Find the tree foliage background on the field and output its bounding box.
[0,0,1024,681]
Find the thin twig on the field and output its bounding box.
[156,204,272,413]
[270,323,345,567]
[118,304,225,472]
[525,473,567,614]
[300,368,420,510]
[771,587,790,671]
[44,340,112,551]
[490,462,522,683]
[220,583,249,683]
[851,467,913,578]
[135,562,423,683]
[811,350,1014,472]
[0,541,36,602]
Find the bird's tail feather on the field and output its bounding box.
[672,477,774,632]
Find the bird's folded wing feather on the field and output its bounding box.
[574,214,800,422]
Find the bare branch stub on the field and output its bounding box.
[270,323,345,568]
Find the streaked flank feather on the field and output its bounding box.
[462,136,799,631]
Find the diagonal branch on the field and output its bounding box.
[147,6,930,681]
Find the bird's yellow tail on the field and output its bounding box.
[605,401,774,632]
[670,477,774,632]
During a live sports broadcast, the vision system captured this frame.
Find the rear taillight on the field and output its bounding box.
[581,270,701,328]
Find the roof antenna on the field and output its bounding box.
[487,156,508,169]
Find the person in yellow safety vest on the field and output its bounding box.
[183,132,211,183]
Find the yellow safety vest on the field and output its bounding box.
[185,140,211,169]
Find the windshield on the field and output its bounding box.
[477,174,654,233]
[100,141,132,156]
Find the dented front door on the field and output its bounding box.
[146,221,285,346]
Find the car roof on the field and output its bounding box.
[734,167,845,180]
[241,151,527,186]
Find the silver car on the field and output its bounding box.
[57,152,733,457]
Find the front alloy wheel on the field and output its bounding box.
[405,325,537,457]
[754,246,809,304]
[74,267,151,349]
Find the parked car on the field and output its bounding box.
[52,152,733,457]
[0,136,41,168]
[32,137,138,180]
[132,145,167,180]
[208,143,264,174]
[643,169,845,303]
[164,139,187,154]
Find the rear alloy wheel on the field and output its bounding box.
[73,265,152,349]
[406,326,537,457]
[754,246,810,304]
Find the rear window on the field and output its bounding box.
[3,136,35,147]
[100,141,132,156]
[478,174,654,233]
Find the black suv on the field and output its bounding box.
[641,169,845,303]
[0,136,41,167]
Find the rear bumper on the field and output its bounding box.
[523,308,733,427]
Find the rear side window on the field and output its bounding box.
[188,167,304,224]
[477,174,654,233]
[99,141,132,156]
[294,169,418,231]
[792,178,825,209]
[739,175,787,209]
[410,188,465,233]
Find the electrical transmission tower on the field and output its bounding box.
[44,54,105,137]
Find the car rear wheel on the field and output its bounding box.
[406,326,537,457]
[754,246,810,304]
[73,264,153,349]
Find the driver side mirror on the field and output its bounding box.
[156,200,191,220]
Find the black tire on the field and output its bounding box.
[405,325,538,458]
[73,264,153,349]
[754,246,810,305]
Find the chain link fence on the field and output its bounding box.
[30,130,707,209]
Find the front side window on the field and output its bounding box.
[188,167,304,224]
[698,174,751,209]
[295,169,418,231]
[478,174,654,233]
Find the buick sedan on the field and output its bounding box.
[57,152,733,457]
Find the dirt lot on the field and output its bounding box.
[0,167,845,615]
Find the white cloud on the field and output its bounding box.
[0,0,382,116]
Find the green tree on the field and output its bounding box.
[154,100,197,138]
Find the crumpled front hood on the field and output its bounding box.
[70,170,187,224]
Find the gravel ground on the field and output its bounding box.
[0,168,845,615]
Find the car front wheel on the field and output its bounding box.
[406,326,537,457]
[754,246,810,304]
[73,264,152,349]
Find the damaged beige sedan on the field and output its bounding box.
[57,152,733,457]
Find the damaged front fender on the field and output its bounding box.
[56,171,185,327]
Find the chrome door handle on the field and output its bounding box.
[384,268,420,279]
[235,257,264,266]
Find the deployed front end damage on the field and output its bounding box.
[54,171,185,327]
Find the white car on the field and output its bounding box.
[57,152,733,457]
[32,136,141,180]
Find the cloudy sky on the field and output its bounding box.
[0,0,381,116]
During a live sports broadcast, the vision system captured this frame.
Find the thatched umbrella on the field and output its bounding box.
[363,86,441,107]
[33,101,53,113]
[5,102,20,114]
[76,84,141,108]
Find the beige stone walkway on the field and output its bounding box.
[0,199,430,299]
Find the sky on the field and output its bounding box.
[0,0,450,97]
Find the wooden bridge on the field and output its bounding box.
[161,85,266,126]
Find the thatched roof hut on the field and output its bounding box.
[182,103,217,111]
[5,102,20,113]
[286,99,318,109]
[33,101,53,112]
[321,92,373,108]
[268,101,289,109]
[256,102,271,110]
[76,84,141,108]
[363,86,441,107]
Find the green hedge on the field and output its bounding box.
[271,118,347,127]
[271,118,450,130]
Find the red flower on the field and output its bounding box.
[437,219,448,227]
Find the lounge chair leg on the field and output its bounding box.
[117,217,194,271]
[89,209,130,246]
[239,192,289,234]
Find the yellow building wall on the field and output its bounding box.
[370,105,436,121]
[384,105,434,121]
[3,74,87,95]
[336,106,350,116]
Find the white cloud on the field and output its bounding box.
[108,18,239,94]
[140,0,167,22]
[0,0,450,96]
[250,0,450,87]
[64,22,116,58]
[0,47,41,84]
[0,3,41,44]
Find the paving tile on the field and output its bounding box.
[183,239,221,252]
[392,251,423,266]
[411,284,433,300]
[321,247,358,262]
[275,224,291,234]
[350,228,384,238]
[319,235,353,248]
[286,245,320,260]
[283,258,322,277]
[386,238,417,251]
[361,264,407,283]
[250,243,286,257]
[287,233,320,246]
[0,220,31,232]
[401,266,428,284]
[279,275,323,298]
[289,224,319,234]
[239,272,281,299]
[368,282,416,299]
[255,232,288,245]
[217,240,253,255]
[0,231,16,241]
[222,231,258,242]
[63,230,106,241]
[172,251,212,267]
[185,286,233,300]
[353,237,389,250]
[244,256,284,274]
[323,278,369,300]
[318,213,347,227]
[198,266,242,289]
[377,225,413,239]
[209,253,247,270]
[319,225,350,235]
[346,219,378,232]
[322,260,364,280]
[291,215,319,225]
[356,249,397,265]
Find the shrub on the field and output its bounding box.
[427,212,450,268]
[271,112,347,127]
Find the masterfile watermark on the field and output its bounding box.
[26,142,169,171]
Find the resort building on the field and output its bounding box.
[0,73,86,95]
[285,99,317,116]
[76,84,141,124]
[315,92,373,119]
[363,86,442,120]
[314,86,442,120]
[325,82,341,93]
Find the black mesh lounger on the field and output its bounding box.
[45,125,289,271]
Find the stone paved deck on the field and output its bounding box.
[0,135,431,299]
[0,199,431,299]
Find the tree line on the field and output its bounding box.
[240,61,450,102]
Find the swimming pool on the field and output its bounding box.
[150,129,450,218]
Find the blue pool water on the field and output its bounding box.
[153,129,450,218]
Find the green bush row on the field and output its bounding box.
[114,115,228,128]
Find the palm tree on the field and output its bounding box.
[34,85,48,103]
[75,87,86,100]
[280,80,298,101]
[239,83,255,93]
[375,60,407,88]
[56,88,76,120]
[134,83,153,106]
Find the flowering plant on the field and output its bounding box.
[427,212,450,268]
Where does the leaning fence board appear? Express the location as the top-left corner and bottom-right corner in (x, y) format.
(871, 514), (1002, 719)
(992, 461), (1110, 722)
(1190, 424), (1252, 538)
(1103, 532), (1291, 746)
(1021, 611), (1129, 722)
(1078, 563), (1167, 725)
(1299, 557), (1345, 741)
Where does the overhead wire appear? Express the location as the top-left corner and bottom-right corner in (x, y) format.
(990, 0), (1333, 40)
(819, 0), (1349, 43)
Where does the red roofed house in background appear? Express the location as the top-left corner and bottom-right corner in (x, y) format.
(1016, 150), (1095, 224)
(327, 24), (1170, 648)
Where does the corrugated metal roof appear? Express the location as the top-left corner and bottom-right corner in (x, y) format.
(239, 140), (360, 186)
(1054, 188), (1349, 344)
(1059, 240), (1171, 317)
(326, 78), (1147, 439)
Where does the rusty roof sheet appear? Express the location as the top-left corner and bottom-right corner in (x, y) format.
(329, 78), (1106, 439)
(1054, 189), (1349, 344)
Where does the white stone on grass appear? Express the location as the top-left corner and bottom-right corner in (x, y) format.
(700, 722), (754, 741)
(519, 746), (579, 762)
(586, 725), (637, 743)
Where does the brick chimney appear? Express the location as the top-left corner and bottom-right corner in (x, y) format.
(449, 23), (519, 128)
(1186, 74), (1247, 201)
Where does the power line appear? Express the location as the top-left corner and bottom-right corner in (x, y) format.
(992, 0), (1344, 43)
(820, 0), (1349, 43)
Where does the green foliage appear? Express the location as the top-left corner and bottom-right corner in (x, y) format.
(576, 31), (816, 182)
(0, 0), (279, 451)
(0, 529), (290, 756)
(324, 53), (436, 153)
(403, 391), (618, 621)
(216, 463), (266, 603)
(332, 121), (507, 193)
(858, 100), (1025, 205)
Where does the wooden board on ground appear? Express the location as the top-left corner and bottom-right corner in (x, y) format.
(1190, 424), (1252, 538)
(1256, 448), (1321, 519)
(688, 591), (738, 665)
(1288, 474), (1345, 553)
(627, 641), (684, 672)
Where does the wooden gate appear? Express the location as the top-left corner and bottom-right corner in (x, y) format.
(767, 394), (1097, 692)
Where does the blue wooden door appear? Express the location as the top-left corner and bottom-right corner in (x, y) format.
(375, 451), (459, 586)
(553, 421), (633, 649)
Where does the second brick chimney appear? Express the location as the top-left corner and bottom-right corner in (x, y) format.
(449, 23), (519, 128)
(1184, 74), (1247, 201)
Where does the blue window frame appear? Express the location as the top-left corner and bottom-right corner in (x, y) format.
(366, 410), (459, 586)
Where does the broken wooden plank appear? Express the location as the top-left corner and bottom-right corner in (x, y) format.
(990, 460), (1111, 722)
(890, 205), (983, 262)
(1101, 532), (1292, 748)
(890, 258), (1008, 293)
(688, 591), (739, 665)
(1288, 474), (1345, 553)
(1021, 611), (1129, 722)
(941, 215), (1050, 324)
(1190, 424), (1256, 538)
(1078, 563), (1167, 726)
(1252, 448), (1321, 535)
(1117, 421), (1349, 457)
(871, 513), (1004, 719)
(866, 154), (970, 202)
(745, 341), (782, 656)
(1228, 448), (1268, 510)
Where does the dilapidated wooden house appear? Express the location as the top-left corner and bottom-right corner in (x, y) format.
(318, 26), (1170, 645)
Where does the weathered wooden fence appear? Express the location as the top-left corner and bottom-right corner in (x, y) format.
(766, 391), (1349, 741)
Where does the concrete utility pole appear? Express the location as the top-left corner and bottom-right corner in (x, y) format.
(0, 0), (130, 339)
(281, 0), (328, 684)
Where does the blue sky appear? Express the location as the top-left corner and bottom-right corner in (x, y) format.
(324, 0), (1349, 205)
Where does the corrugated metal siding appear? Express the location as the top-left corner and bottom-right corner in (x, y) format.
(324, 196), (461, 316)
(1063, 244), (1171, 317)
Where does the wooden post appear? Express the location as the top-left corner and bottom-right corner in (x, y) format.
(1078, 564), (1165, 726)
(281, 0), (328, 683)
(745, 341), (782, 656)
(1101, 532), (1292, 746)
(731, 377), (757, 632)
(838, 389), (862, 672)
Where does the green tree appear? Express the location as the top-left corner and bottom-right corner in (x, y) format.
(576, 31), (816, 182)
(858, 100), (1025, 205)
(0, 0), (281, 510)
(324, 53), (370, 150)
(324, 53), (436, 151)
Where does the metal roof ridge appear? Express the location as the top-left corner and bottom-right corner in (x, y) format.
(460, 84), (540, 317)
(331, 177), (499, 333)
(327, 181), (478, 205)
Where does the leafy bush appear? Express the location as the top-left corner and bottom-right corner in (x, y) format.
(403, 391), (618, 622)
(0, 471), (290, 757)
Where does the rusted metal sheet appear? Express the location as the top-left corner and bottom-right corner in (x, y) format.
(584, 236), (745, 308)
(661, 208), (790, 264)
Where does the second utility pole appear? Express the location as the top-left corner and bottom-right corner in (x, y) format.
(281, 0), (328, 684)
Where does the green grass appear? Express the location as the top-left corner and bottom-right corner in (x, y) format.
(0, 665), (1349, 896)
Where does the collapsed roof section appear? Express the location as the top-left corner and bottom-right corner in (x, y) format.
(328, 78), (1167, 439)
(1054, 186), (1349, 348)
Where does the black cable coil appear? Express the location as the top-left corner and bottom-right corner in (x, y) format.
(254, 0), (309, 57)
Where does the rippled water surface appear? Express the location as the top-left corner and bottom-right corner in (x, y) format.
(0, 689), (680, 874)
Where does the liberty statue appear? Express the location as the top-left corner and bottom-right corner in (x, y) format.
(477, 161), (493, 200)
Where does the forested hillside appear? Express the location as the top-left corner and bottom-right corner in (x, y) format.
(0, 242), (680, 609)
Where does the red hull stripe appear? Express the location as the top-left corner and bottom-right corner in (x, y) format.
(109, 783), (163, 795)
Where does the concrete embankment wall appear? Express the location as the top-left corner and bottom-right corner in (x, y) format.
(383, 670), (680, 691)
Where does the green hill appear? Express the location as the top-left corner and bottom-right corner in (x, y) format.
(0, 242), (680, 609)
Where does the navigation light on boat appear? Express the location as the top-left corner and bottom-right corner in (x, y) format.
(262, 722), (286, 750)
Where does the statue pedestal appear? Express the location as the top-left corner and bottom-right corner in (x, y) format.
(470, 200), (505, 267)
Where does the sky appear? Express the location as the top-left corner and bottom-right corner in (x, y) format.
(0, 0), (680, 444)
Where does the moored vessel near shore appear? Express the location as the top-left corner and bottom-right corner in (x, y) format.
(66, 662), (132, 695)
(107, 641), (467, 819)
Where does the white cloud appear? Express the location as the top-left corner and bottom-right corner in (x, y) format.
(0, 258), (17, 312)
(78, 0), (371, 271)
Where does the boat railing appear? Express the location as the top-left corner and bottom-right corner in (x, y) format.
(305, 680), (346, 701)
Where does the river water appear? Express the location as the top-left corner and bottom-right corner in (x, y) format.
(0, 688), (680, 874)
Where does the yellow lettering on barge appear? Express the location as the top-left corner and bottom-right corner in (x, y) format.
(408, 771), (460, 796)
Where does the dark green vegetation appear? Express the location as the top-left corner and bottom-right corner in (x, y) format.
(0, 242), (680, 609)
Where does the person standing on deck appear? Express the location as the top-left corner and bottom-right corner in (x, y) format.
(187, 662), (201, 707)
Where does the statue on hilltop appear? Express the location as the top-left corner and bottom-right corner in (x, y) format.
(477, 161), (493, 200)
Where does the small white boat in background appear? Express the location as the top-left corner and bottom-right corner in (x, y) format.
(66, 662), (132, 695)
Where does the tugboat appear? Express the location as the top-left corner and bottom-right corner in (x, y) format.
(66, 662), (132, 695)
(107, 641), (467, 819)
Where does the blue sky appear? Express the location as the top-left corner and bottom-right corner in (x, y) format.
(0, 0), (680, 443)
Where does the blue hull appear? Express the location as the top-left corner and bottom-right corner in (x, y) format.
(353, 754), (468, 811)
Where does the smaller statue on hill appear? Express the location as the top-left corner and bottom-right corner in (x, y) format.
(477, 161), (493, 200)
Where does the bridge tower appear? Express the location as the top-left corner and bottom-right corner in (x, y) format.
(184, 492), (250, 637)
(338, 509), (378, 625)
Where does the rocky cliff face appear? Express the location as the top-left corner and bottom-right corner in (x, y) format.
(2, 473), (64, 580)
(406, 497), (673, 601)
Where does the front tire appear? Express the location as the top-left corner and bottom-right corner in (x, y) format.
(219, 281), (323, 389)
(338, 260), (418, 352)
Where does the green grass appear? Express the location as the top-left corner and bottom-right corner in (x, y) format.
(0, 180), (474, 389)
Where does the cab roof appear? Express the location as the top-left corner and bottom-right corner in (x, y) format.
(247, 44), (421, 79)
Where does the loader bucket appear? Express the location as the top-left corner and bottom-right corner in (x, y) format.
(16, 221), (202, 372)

▸ Task to complete
Format the lines starting at the line containing "Find the rear window" and ending at the line containing "[44,54,105,137]" as a Markdown table with the columns Row and Line text, numbering each row and leaving out any blank lines.

▸ Solved exercise
| Row | Line text |
|---|---|
| 1 | Find the rear window on the field and output its bounding box. |
| 2 | [3,136,35,147] |
| 3 | [100,141,132,156] |
| 4 | [478,174,654,233] |
| 5 | Find the black suv on the field and output its bounding box. |
| 6 | [641,169,845,303] |
| 7 | [0,136,41,167] |
| 8 | Find the rear bumper on the field and output its bounding box. |
| 9 | [523,308,733,427] |
| 10 | Find the rear side window on the field and output its bounding box. |
| 11 | [188,167,304,224] |
| 12 | [477,174,654,233] |
| 13 | [99,141,132,156] |
| 14 | [294,169,418,231] |
| 15 | [792,178,825,209] |
| 16 | [739,175,787,209] |
| 17 | [410,188,465,233] |
| 18 | Find the electrical transmission tower on the field and output its bounding box. |
| 19 | [44,54,105,137] |